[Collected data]

BEGIN

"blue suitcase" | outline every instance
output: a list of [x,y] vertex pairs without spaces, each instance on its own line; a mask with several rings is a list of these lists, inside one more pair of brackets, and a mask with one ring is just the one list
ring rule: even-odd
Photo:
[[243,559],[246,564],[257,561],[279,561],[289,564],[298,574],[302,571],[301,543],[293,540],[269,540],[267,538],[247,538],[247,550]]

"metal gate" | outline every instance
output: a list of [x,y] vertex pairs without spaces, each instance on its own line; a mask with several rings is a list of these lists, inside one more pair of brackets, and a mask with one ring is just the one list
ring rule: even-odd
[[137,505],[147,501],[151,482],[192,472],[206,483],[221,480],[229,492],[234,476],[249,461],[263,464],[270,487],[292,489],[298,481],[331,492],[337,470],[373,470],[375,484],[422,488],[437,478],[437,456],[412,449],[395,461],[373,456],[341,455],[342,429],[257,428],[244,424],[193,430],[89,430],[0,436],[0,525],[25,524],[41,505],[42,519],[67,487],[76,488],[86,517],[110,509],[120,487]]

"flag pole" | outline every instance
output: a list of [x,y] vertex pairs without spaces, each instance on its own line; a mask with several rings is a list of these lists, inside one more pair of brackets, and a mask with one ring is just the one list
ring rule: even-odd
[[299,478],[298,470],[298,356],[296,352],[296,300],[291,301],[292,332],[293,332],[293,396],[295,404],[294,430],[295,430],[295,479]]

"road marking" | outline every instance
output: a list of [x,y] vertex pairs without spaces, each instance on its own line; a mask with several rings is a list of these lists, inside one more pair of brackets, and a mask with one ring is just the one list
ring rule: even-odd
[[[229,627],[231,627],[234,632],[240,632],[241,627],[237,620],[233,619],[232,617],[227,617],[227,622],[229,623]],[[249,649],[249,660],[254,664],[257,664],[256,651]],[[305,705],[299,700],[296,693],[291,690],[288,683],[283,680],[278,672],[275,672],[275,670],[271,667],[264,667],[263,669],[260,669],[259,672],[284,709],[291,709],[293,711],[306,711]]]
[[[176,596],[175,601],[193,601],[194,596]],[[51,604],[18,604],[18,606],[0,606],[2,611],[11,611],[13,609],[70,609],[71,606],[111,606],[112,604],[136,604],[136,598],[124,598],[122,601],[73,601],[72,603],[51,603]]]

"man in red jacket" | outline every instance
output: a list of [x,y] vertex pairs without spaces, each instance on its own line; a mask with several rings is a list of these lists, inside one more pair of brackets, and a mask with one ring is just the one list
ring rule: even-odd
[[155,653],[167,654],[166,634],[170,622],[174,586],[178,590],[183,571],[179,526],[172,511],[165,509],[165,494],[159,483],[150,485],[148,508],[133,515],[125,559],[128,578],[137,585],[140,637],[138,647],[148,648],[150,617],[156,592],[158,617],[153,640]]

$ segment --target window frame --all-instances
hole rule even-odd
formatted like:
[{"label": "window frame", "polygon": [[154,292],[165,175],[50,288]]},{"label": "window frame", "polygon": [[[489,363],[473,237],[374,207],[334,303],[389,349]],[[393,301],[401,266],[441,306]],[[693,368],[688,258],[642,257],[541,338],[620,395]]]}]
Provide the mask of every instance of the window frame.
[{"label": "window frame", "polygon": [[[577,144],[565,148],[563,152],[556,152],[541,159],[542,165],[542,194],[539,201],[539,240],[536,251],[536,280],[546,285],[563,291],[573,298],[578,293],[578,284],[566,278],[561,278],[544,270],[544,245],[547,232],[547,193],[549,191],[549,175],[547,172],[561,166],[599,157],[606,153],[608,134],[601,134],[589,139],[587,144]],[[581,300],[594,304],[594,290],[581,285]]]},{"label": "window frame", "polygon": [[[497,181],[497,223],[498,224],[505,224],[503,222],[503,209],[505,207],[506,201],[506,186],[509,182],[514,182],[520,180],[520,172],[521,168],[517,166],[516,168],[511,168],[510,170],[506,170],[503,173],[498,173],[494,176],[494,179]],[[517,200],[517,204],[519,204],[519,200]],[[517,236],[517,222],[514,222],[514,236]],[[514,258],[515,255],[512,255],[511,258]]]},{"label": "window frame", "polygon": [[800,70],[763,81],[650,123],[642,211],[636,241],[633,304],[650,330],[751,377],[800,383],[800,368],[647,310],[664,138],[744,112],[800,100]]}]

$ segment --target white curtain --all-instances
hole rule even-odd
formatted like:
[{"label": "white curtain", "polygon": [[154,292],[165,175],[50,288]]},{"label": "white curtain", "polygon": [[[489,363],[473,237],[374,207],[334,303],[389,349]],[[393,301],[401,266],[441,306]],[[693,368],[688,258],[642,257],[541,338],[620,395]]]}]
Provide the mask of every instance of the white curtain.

END

● **Assignment**: Each record must be transcribed exactly, with nothing left out.

● **Solution for this problem**:
"blue suitcase" | outline every instance
output: a list of [x,y] vertex pairs without spaces, each instance on its own line; a mask with several rings is a list of these lists, inside one more pair of brackets, and a mask with one ring is just the one list
ring rule: even-odd
Photo:
[[243,559],[246,564],[257,561],[279,561],[289,564],[298,574],[302,571],[301,543],[293,540],[269,540],[267,538],[247,538],[247,550]]

"metal gate" | outline every instance
output: a list of [x,y] vertex pairs without spaces, each instance on its own line; a mask with several rings is a list of these lists, inside one more pair of brackets, and a mask with one ring is just the one list
ring rule: even-odd
[[137,505],[147,501],[151,482],[192,472],[206,483],[221,480],[229,492],[234,476],[249,461],[263,464],[270,487],[292,489],[298,481],[331,492],[337,470],[373,470],[375,484],[422,488],[437,478],[437,456],[412,449],[395,461],[373,456],[341,455],[342,429],[257,428],[244,424],[193,430],[89,430],[0,436],[0,525],[25,524],[41,505],[42,519],[67,487],[76,488],[86,517],[110,509],[120,487]]

"flag pole" | outline every instance
output: a list of [x,y] vertex pairs without spaces, each instance on its own line; a mask with several rings is a list of these lists, inside one more pair of brackets, and a mask with one ring is just the one list
ring rule: even-odd
[[299,478],[298,470],[298,356],[296,352],[296,300],[291,301],[292,332],[293,332],[293,396],[295,404],[294,430],[295,430],[295,479]]

"road marking" | outline every instance
output: a list of [x,y] vertex pairs without spaces, each instance on its own line; a mask with several rings is a list of these lists, inside one more pair of brackets, and a mask with one ring is just the one list
ring rule: even-odd
[[[229,627],[231,627],[234,632],[240,632],[241,627],[237,620],[233,619],[232,617],[227,617],[227,622],[229,623]],[[249,649],[249,660],[254,664],[257,664],[256,651]],[[305,705],[299,700],[296,693],[291,690],[288,683],[283,680],[278,672],[275,672],[275,670],[271,667],[264,667],[263,669],[260,669],[259,672],[284,709],[291,709],[293,711],[306,711]]]
[[[176,596],[175,601],[193,601],[194,596]],[[51,604],[18,604],[18,606],[0,606],[2,611],[11,611],[13,609],[70,609],[71,606],[111,606],[112,604],[136,604],[136,598],[124,598],[122,601],[73,601],[72,603],[51,603]]]

"man in red jacket" | outline every instance
output: a list of [x,y] vertex pairs without spaces, each instance on its own line; a mask with several rings is a list of these lists, inside one more pair of brackets, and a mask with one ring is just the one list
ring rule: even-odd
[[155,653],[167,654],[166,634],[170,622],[174,586],[178,590],[183,571],[179,526],[172,511],[165,509],[165,494],[159,483],[150,485],[148,508],[133,515],[125,559],[128,578],[137,585],[140,637],[138,647],[148,648],[150,617],[156,592],[158,617],[153,640]]

$ segment --target window frame --all-instances
hole rule even-odd
formatted like:
[{"label": "window frame", "polygon": [[154,292],[165,175],[50,288]]},{"label": "window frame", "polygon": [[[489,363],[473,237],[374,207],[334,303],[389,349]],[[393,301],[401,266],[441,306]],[[693,368],[688,258],[642,257],[541,338],[620,395]]]}]
Provide the mask of every instance of the window frame.
[{"label": "window frame", "polygon": [[[577,144],[565,148],[563,152],[556,152],[541,159],[542,165],[542,194],[539,201],[539,240],[536,251],[536,280],[546,285],[563,291],[573,298],[578,293],[578,284],[566,278],[561,278],[544,270],[544,245],[547,232],[547,193],[549,191],[549,175],[547,172],[561,166],[599,157],[606,153],[608,134],[601,134],[589,139],[587,144]],[[581,300],[594,304],[594,290],[581,285]]]},{"label": "window frame", "polygon": [[[497,181],[497,223],[498,224],[505,224],[503,222],[503,209],[505,207],[506,201],[506,186],[509,182],[514,182],[520,180],[520,172],[521,168],[517,166],[516,168],[511,168],[510,170],[506,170],[503,173],[498,173],[494,176],[494,179]],[[517,200],[517,204],[519,204],[519,200]],[[517,236],[517,222],[514,222],[514,236]],[[514,258],[515,255],[512,255],[511,258]]]},{"label": "window frame", "polygon": [[800,70],[763,81],[650,123],[642,211],[636,241],[633,304],[650,330],[751,377],[800,383],[800,368],[647,310],[664,138],[744,112],[800,100]]}]

$ segment --target white curtain --all-instances
hole rule even-odd
formatted like:
[{"label": "white curtain", "polygon": [[154,292],[165,175],[50,288]]},{"label": "white curtain", "polygon": [[[489,363],[473,237],[374,207],[334,303],[389,349]],[[393,301],[401,266],[441,306]],[[693,368],[688,258],[642,257],[541,338],[620,395]]]}]
Provide the mask of every instance of the white curtain.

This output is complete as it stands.